- _Written task_
Below are some records; give them all again exactly, but not the pictures.
● ● ● ● ● ● ●
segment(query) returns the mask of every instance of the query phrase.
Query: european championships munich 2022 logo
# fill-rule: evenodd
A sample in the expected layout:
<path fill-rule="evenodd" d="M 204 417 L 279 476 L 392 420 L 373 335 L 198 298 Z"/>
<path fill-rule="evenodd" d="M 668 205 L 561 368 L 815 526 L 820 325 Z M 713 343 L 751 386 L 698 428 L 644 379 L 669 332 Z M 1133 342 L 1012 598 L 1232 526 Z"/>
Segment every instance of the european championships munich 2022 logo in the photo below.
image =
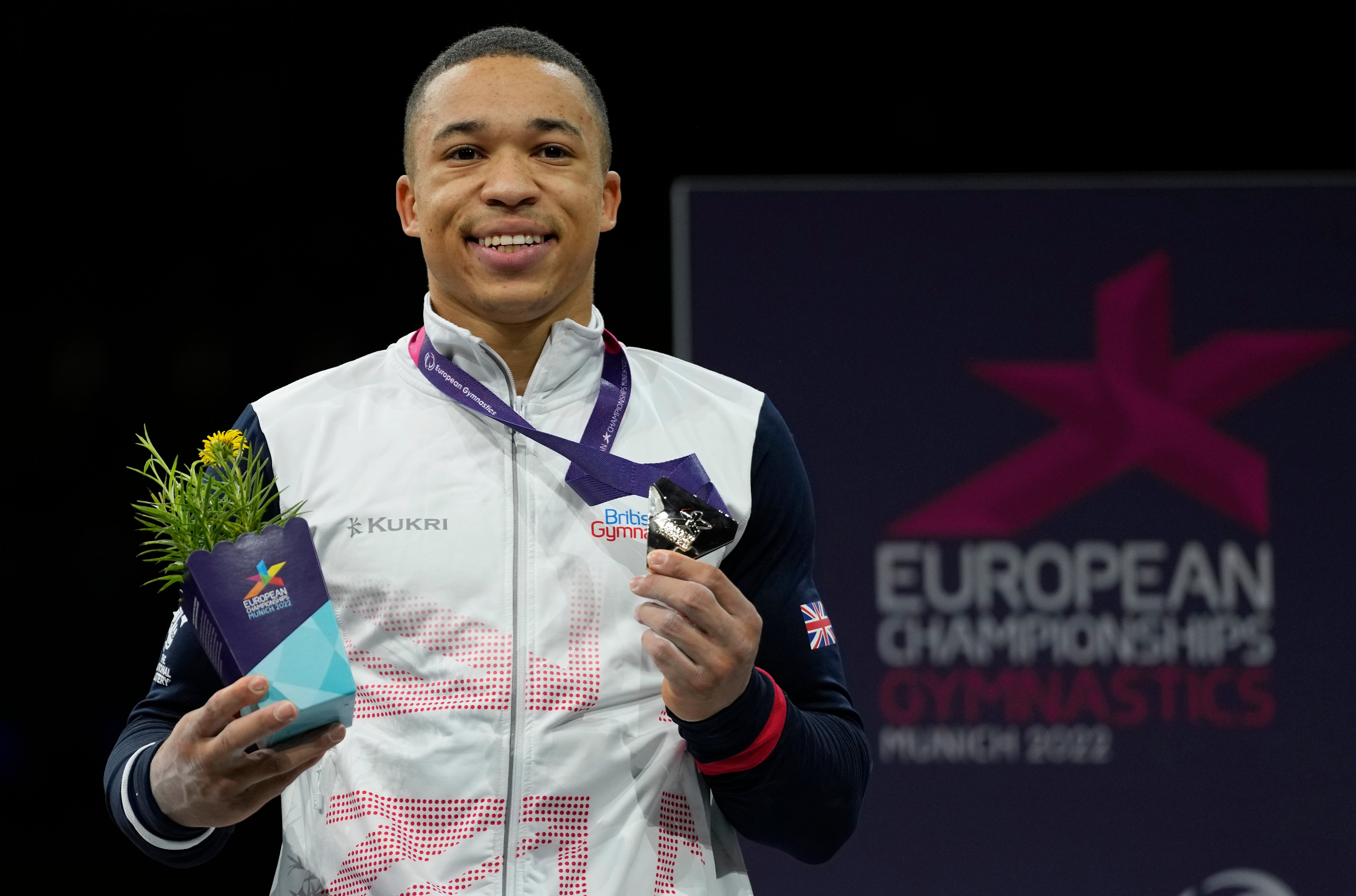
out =
<path fill-rule="evenodd" d="M 254 587 L 245 594 L 245 615 L 251 619 L 258 619 L 262 615 L 268 615 L 270 613 L 277 613 L 292 606 L 292 598 L 287 596 L 287 587 L 282 583 L 282 576 L 278 571 L 287 565 L 287 561 L 275 563 L 271 567 L 263 560 L 255 567 L 258 572 L 247 579 L 247 582 L 254 582 Z M 277 586 L 275 588 L 273 586 Z M 268 588 L 266 591 L 266 588 Z"/>
<path fill-rule="evenodd" d="M 1113 729 L 1275 717 L 1267 460 L 1214 420 L 1349 333 L 1231 331 L 1173 357 L 1165 252 L 1105 282 L 1096 321 L 1093 361 L 974 365 L 1056 428 L 877 545 L 881 762 L 1104 763 Z M 1253 550 L 1013 539 L 1132 469 L 1252 530 Z"/>

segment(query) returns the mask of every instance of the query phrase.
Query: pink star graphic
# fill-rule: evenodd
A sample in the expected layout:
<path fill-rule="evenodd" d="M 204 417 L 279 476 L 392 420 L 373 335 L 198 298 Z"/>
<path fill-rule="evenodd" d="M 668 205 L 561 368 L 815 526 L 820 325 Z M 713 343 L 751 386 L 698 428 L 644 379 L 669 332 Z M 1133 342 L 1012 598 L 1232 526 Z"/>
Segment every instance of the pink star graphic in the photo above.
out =
<path fill-rule="evenodd" d="M 1012 535 L 1135 468 L 1267 533 L 1267 458 L 1212 420 L 1351 333 L 1230 331 L 1173 358 L 1166 252 L 1102 283 L 1096 301 L 1096 361 L 974 366 L 1059 427 L 896 519 L 888 535 Z"/>

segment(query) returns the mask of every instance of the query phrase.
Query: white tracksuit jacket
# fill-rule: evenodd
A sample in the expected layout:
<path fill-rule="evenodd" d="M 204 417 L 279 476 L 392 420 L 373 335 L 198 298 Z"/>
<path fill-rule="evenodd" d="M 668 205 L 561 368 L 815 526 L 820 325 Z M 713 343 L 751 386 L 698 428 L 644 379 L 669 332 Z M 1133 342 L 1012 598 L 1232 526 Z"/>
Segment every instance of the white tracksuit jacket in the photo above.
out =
● ● ● ● ● ● ●
- _Output below_
segment(query) returns the mask of every instance of the query phrase.
Query: european championships munich 2022 logo
# fill-rule: evenodd
A sample in the expected layout:
<path fill-rule="evenodd" d="M 204 417 L 279 476 L 392 420 L 373 335 L 198 298 Z"/>
<path fill-rule="evenodd" d="M 668 205 L 561 368 L 815 526 L 820 325 Z M 713 343 L 751 386 L 698 428 L 644 379 L 669 332 Z M 1133 342 L 1012 598 L 1232 526 Z"/>
Segment every instance of the european championships munich 2022 logo in the photo below.
image =
out =
<path fill-rule="evenodd" d="M 254 587 L 245 594 L 245 615 L 251 619 L 258 619 L 262 615 L 268 615 L 270 613 L 277 613 L 292 606 L 292 598 L 287 596 L 287 587 L 282 583 L 282 576 L 278 571 L 287 565 L 287 561 L 275 563 L 271 567 L 263 560 L 255 567 L 258 572 L 247 579 L 247 582 L 254 582 Z M 277 586 L 275 588 L 273 586 Z M 268 588 L 266 591 L 266 588 Z"/>
<path fill-rule="evenodd" d="M 1113 729 L 1275 717 L 1267 460 L 1214 420 L 1349 333 L 1231 331 L 1173 357 L 1165 252 L 1105 282 L 1096 321 L 1093 361 L 974 365 L 1056 428 L 877 545 L 881 762 L 1104 763 Z M 1253 550 L 1013 539 L 1132 469 L 1252 530 Z"/>

segment(query) returns the mask of every instance of the query phrase.
Query: pink star graphic
# fill-rule: evenodd
A sample in the expected layout:
<path fill-rule="evenodd" d="M 204 417 L 279 476 L 392 420 L 373 335 L 198 298 Z"/>
<path fill-rule="evenodd" d="M 668 205 L 561 368 L 815 526 L 820 325 Z M 713 343 L 751 386 L 698 428 L 644 379 L 669 332 Z M 1133 342 L 1012 598 L 1232 526 Z"/>
Segment every instance of the pink star graphic in the photo above.
out =
<path fill-rule="evenodd" d="M 1012 535 L 1135 468 L 1267 533 L 1267 458 L 1212 420 L 1351 333 L 1230 331 L 1173 358 L 1166 252 L 1102 283 L 1096 301 L 1096 361 L 974 366 L 1059 427 L 896 519 L 888 535 Z"/>

segment(query) returns the mask of every instance of the query phrase.
Query: white tracksuit jacket
# fill-rule: evenodd
A sample in the expected layout:
<path fill-rule="evenodd" d="M 204 417 L 279 476 L 392 420 L 373 335 L 198 298 Z"/>
<path fill-rule="evenodd" d="M 668 205 L 561 368 L 815 526 L 820 325 Z M 713 343 L 751 386 L 698 428 L 644 379 L 669 332 Z M 1133 342 L 1012 598 L 1232 526 Z"/>
Segment every instance of the white tracksuit jacket in the photo above.
out =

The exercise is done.